◆ Objective
Find the line that contains "baby eating watermelon?". Then set down that line and all the lines after it, to the end of the records, exactly and with nothing added.

+--

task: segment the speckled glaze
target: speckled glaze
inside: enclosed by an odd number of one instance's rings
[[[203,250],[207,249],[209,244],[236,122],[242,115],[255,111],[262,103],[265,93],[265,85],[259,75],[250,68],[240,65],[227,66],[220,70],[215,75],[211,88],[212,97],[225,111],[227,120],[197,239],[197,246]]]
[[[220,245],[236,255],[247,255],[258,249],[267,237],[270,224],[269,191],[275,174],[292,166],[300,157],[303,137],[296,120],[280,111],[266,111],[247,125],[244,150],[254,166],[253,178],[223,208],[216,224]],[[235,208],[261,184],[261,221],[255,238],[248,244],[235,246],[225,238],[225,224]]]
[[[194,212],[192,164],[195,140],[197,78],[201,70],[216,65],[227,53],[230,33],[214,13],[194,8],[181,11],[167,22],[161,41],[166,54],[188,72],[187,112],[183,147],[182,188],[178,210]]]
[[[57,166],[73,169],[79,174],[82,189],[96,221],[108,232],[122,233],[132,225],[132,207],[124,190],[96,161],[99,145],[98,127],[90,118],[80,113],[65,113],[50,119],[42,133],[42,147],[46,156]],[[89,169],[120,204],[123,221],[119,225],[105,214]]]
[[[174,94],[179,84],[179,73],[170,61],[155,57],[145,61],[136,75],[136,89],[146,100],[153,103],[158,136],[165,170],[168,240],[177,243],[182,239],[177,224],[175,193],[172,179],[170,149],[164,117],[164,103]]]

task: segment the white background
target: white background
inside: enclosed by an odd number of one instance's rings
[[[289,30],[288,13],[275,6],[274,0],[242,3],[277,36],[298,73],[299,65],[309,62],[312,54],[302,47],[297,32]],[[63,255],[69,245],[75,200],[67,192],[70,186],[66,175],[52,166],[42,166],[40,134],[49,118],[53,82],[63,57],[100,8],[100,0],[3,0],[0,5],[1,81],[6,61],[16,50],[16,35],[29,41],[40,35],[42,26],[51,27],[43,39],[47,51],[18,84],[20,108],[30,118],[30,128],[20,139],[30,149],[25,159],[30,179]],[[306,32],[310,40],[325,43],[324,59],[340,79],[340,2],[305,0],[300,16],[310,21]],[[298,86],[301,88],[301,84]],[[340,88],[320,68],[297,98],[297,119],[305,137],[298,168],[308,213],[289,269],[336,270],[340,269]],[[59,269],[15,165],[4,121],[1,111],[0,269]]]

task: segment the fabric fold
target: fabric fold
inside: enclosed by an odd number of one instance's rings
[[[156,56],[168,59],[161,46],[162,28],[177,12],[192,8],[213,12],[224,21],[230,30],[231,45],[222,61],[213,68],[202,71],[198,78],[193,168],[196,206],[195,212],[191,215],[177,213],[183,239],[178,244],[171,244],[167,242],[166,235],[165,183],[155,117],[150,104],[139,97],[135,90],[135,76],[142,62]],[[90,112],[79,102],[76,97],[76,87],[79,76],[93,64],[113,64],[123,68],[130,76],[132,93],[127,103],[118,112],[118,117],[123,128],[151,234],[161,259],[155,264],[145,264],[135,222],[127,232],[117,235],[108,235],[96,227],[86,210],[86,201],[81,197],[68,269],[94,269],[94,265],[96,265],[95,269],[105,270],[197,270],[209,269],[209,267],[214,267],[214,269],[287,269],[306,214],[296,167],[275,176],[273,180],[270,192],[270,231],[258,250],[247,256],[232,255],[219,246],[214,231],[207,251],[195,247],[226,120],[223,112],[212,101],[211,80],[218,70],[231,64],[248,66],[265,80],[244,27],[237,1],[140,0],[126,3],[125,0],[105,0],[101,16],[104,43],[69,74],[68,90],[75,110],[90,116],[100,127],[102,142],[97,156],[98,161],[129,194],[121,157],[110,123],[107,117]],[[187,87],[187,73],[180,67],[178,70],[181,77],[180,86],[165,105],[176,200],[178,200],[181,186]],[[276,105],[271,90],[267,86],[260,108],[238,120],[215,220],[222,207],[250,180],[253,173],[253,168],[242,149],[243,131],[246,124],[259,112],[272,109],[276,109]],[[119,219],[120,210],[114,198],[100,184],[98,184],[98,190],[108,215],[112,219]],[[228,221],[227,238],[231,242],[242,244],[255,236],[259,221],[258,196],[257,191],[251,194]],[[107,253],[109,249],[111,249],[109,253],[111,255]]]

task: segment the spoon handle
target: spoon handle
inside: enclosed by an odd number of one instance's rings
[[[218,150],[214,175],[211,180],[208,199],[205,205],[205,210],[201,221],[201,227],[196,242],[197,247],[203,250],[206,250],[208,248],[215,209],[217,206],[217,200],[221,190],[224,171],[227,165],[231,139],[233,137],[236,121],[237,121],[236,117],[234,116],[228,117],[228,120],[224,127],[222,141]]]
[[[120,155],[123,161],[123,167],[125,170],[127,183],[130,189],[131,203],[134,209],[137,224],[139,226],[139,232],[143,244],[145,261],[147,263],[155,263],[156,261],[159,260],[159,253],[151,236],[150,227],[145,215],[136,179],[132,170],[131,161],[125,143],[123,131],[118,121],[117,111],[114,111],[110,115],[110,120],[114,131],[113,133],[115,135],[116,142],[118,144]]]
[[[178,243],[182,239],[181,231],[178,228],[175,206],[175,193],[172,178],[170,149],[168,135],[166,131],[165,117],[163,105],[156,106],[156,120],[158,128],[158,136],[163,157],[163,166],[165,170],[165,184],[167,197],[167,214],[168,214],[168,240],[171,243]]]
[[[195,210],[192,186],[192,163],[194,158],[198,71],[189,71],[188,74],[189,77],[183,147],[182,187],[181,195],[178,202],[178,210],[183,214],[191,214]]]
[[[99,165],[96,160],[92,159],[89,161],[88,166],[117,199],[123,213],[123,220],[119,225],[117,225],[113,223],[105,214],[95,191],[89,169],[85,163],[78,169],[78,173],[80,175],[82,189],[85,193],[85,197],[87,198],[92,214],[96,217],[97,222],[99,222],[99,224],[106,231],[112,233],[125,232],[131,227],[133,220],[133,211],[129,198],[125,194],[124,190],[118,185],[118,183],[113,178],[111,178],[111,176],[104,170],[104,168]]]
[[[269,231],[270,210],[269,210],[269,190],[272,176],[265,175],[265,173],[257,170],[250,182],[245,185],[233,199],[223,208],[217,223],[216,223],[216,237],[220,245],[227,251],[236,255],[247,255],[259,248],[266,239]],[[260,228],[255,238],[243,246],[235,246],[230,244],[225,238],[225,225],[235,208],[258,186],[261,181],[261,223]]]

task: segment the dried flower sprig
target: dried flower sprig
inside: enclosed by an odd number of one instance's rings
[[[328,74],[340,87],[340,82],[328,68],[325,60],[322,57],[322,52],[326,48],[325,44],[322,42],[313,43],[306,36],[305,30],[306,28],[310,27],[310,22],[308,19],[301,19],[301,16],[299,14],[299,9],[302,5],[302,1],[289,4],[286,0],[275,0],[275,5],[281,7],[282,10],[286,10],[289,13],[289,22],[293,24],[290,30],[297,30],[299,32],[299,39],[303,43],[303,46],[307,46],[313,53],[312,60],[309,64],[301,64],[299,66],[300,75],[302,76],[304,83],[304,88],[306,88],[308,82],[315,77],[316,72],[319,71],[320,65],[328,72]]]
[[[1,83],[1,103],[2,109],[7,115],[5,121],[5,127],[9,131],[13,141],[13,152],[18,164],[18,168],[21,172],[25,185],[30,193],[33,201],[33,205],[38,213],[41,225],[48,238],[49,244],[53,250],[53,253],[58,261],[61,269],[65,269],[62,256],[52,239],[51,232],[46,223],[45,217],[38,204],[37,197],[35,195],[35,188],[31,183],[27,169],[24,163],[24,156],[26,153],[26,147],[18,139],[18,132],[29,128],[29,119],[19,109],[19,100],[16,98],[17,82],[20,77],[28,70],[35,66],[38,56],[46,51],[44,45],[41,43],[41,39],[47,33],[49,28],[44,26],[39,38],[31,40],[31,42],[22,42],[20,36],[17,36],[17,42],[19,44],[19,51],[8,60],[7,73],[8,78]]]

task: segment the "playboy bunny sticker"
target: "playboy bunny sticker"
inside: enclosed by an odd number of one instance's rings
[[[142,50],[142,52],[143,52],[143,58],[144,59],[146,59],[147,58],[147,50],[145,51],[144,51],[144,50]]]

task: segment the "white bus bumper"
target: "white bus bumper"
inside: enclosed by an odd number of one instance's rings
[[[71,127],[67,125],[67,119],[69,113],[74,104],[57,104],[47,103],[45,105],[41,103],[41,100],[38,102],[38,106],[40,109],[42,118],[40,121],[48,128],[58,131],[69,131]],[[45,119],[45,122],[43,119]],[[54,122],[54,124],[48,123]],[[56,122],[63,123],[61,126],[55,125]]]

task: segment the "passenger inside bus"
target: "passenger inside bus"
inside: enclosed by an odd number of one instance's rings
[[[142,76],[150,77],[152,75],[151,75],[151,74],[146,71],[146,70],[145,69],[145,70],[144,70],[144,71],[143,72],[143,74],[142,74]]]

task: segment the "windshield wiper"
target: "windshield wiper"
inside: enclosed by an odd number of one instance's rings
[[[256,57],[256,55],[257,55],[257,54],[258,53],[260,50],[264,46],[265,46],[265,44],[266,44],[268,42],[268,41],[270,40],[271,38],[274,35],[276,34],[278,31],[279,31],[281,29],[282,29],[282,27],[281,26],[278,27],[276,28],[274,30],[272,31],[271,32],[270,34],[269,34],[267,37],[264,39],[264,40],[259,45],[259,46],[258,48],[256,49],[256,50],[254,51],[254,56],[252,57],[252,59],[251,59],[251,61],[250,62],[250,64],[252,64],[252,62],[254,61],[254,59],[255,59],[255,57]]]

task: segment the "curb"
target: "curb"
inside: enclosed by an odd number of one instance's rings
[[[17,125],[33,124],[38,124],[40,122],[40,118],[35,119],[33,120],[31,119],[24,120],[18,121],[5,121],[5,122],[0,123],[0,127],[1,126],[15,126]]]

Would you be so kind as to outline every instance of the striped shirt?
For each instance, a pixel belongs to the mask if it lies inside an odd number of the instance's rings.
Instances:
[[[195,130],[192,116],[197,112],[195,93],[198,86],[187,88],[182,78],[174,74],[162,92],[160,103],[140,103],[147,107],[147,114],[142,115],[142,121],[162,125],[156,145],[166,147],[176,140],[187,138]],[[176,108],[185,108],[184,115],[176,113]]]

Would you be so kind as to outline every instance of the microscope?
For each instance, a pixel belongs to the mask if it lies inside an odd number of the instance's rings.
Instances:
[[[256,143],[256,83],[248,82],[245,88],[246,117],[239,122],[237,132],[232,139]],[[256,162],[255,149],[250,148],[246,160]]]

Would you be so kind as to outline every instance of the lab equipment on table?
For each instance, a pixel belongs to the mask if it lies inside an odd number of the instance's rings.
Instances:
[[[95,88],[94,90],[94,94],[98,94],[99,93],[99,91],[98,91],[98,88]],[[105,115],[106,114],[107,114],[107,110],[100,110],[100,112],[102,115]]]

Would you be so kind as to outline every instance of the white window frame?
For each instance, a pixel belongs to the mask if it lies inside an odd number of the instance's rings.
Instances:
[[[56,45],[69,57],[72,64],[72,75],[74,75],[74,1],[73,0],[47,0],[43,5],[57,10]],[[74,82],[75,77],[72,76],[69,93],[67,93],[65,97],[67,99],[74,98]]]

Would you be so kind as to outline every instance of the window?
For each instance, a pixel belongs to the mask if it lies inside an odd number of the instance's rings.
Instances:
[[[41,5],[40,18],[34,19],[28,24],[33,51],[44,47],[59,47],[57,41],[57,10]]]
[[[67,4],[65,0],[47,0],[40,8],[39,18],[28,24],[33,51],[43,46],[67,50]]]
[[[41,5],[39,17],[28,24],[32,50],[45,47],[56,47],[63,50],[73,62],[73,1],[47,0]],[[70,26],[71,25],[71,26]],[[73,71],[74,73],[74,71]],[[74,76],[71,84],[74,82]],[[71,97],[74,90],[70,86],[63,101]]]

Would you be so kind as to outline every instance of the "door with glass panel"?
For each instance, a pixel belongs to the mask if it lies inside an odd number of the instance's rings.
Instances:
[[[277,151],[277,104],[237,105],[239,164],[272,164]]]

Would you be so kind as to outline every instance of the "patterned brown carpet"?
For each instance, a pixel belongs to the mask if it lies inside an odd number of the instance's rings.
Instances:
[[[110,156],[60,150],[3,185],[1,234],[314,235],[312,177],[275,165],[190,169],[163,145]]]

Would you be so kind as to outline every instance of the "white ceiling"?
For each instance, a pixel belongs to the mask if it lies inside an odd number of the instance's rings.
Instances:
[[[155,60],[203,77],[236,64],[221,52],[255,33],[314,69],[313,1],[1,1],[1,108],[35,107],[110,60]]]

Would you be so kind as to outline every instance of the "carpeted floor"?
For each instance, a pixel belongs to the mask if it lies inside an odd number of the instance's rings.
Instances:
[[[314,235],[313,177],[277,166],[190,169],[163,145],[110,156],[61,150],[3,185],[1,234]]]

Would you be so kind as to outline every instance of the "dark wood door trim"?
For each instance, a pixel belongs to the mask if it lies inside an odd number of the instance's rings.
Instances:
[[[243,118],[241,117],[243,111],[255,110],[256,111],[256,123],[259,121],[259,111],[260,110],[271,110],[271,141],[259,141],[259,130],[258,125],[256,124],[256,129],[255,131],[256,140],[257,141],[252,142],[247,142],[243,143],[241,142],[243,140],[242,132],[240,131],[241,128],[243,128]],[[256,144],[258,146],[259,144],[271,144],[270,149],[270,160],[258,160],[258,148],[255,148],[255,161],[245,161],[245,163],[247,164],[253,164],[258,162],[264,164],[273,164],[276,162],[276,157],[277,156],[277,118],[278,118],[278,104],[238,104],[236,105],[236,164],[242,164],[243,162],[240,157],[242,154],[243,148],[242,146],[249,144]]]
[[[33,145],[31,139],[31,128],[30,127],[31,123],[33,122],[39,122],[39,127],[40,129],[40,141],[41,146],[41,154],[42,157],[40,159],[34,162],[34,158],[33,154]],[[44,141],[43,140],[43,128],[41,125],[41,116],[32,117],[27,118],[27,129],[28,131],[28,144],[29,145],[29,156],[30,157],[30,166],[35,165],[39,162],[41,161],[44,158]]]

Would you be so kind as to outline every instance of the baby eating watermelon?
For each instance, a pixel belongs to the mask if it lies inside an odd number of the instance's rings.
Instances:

+--

◆ Written solution
Would you be so kind as to outline every instance of the baby eating watermelon?
For each instance, a pixel belongs to the mask if it lies inside an odd number of the instance's rings.
Instances:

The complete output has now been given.